◆ WHAT TO WORK ON: Repeat every entry word for word, skipping the pictures.

◆ RECORDS:
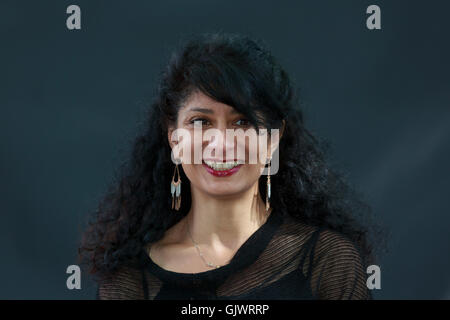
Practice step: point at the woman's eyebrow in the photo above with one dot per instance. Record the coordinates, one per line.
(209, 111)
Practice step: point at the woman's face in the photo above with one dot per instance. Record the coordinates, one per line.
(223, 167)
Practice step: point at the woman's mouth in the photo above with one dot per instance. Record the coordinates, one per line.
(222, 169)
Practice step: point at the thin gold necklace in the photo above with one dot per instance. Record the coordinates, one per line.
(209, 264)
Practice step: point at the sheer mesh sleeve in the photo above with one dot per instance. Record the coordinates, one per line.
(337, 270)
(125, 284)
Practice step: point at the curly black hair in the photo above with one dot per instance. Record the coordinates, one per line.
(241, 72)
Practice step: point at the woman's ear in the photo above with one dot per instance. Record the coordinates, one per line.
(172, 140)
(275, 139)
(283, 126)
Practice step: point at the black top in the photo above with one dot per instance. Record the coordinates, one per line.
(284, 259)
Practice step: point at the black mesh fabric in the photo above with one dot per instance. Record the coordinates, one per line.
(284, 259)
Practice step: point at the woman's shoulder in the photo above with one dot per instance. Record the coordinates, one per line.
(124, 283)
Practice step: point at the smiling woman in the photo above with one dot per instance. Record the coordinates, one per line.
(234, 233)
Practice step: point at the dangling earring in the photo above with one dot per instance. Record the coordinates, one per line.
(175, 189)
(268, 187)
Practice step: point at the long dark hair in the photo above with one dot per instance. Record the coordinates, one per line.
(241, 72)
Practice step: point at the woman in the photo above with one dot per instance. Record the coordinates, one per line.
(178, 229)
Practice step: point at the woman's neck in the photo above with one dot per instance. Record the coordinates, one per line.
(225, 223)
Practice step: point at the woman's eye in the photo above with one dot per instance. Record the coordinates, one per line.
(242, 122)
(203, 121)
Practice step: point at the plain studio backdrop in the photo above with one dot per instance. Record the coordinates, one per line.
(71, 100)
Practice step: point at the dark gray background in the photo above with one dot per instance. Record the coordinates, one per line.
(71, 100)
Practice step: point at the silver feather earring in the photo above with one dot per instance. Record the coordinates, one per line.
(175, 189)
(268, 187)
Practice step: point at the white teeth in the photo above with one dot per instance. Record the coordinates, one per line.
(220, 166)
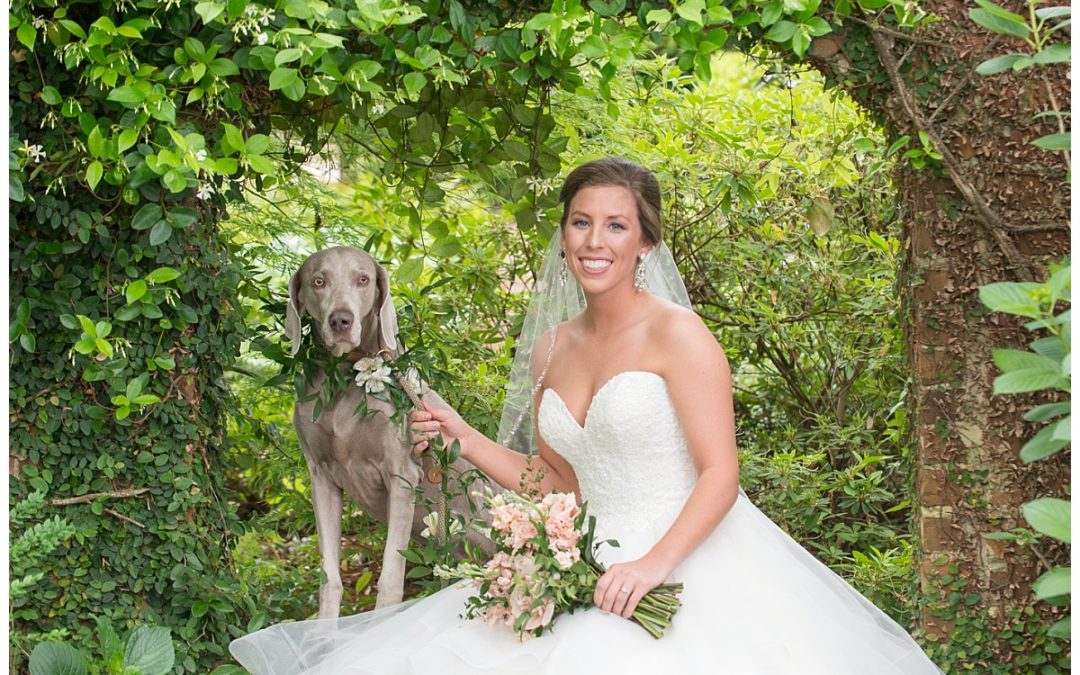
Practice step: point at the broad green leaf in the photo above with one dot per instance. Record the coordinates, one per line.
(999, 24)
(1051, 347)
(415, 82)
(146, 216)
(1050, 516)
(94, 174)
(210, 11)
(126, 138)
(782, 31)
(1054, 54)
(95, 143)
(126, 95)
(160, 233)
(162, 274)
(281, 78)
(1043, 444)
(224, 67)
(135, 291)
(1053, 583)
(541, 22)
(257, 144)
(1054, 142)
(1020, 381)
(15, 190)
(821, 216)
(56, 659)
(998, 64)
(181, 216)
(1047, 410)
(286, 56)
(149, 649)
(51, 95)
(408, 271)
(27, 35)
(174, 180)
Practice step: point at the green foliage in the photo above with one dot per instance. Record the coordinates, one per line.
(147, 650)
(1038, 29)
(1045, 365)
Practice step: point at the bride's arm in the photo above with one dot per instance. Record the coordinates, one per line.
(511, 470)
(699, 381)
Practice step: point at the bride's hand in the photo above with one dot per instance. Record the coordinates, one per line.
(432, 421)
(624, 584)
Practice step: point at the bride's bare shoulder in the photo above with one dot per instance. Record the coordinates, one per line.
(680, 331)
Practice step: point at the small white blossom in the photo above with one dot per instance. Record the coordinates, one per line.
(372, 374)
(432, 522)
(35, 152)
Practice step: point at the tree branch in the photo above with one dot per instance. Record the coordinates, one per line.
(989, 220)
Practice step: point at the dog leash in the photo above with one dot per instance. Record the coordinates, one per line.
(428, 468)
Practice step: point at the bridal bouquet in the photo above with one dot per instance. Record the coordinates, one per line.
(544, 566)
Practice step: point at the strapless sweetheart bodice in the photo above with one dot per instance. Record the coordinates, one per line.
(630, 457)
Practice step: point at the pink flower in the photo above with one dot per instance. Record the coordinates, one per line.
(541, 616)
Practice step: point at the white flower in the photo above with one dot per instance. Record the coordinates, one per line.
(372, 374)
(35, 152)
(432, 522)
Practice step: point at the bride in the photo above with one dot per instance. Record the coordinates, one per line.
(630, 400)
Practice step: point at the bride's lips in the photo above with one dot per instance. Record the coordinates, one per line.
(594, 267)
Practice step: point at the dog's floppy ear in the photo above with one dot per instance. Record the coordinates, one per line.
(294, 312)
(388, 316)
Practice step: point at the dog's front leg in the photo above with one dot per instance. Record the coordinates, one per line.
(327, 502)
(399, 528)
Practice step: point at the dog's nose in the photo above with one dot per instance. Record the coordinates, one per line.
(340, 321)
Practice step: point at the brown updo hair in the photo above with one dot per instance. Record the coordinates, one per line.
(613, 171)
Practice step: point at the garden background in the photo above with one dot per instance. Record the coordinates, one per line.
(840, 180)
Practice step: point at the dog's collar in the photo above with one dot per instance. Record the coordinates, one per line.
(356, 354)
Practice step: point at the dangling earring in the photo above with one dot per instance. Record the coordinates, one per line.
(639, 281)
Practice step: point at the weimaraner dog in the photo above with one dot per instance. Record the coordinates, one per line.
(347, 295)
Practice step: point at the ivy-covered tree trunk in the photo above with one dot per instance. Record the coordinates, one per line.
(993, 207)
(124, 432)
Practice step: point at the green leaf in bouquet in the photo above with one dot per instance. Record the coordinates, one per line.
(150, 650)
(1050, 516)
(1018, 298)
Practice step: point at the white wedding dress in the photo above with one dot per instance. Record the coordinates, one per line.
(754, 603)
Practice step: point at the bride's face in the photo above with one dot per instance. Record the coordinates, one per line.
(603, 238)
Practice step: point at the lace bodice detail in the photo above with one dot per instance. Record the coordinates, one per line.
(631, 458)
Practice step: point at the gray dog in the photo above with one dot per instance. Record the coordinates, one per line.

◆ WRITTEN SOLUTION:
Practice step: point at the woman's eyebrow in the photo above with one dot per instance. Record the coordinates, one per line.
(209, 111)
Practice step: point at the woman's face in the photo above with one dot per instance. Record the coordinates, one per line.
(223, 167)
Practice step: point at the woman's mouth in the photo above with one dot per instance. Record the coordinates, one per line.
(222, 169)
Practice step: point at the thin gold necklace in the photo above with one dot per instance. Record the coordinates, one per line.
(209, 264)
Practice step: point at the sheer mesh sleeve in the photo above with one dot per instance. Record the coordinates, one per line.
(337, 270)
(125, 284)
Practice step: point at the curly black hair in the photo above with one dot per instance. Record the coordinates, one per line.
(241, 72)
Practice step: point at the woman's ear in the photo above with one dot per instance. Record the coordinates, one per line.
(172, 140)
(275, 139)
(283, 126)
Practice step: point at the black top in the photo above with one dot per instance. Record the coordinates, one per line.
(284, 259)
Practice step: point at the black mesh fabric in the photo above with one dot per instance. Record the coordinates, one per line.
(284, 259)
Practice step: point at the woman's shoulder in the photo above with one dot per instance. Record the coordinates, one per line.
(124, 283)
Practice step: point at the smiling woman in the photo above with one dot per instance. Record the coordinates, one per line.
(234, 233)
Practice step: point at the dangling earring in the photo above with one dot per instance. Record the coordinates, one per line.
(175, 189)
(268, 187)
Practice step: point at the long dark hair in the photo above with one dot per instance. Record the coordinates, one per line.
(241, 72)
Practice step: point at the woman in the photo above with one dot per instance. Record the coordinates, one per line.
(178, 229)
Practice step: point at the woman's neck in the photo above with one dot per instance. Record the coordinates, one per line.
(225, 223)
Practice step: point at the woman's eye in the photo above with one dot per instance. Record the coordinates, one per line.
(242, 122)
(203, 121)
Practice step: point at the plain studio backdrop in the photo above with one dot per instance. Record the coordinates, one per line.
(71, 100)
Practice step: point at the dark gray background in the photo above with one dot per instance. Record the coordinates, one per line.
(71, 100)
Practice step: point at the silver feather earring in the photo above with one dot per instance. Record the coordinates, one per line.
(175, 189)
(268, 187)
Practice step: point at the white teeth in the photo above with one dot per instance. Record the coordinates, one per line.
(220, 166)
Practice step: point at the broad green leaf in the photo above with one dot per instance. Record the coordinates, one per line.
(999, 24)
(1051, 347)
(415, 82)
(146, 216)
(1050, 516)
(94, 174)
(210, 11)
(126, 138)
(782, 31)
(1054, 54)
(95, 143)
(126, 95)
(160, 233)
(162, 274)
(281, 78)
(1043, 444)
(224, 67)
(135, 291)
(1053, 583)
(541, 22)
(257, 144)
(1054, 142)
(1020, 381)
(15, 190)
(821, 216)
(56, 659)
(998, 64)
(181, 216)
(1047, 410)
(286, 56)
(149, 649)
(51, 95)
(408, 271)
(27, 35)
(174, 180)
Practice step: point at the green foliage in the photo above with one dot per instance. Record the coordinates, one per line.
(147, 650)
(1038, 29)
(1045, 365)
Practice step: point at the bride's arm in the photo above with one dot per instance. Record the coordinates, one per line.
(511, 470)
(699, 381)
Practice step: point at the bride's hand in the photo above with one dot per instance. Record the coordinates, one per line.
(432, 421)
(624, 584)
Practice step: point at the bride's bare shoulder in the photo above with one dot per instance. Record the coordinates, one per line.
(680, 331)
Practice step: point at the small white blossom in the photo above with one dot per instance. Record the coordinates, one per line.
(372, 374)
(432, 522)
(35, 152)
Practice step: point at the tree branch in the photo above with one dot per instance. Record the coordinates, one per line.
(989, 220)
Practice step: point at the dog leash in the photo above with one dot per instance. Record the coordinates, one per line.
(428, 468)
Practice step: point at the bridal bouquet in the photo above with one dot per instance. Record the coordinates, one per line.
(544, 566)
Practice step: point at the strapless sweetheart bodice in the photo above with one dot per instance. Record the coordinates, one per line.
(630, 457)
Practice step: point at the pink flower in the photo above with one dot per instance. Record the coordinates, one per line.
(541, 616)
Practice step: point at the white flower in the photo above with one dot per instance. Record the coordinates, one per line.
(372, 374)
(35, 152)
(432, 522)
Practice step: point at the bride in the photo above with one dot per instance. Record the coordinates, one per line.
(630, 400)
Practice step: point at the bride's lips in the photo above with one dot per instance. Record the coordinates, one per line.
(594, 267)
Practice step: point at the dog's floppy ear in the photo above with one dot per instance. Record the coordinates, one per line.
(294, 312)
(388, 316)
Practice step: point at the dog's front leg in the photo above with one dot per instance. Record the coordinates, one per line.
(327, 502)
(399, 528)
Practice step: point at the dog's nose in the photo above with one dot per instance. Record the coordinates, one per line.
(340, 321)
Practice step: point at the brown updo hair in the photo above with one dot per instance. Record the coordinates, one per line.
(613, 171)
Practice step: point at the garden background in the photo above with one dot per instance. Record the coordinates, one per line.
(840, 180)
Practice step: point at the dog's collar in the photo above with one dot per instance. Record the coordinates, one per line.
(356, 354)
Practice step: point at the dangling earring in the photo above with one dot per instance. Record the coordinates, one per line.
(639, 281)
Practice step: point at the weimaraner dog in the photo above with one dot per instance. Record the coordinates, one per line.
(347, 295)
Practice step: point at the ivy-covered tree trunk in the photo above with one dot per instance. Record the coordinates, one per line.
(993, 207)
(124, 432)
Practice step: point at the green leaf in bouquet in the photo above with one dot per instance. Record the coordinates, one per line.
(150, 650)
(1050, 516)
(1018, 298)
Practice step: point at the white wedding dress in the photo above with one dot per instance. Record the coordinates, one per line.
(754, 603)
Practice step: point at the bride's face in the photo above with one dot per instance. Record the coordinates, one per line.
(603, 238)
Practice step: point at the lace bodice detail in the photo above with one dot per instance. Record the coordinates, one per line.
(631, 458)
Practice step: point at the gray dog in the photo above with one dot per instance. Record the coordinates, one per line.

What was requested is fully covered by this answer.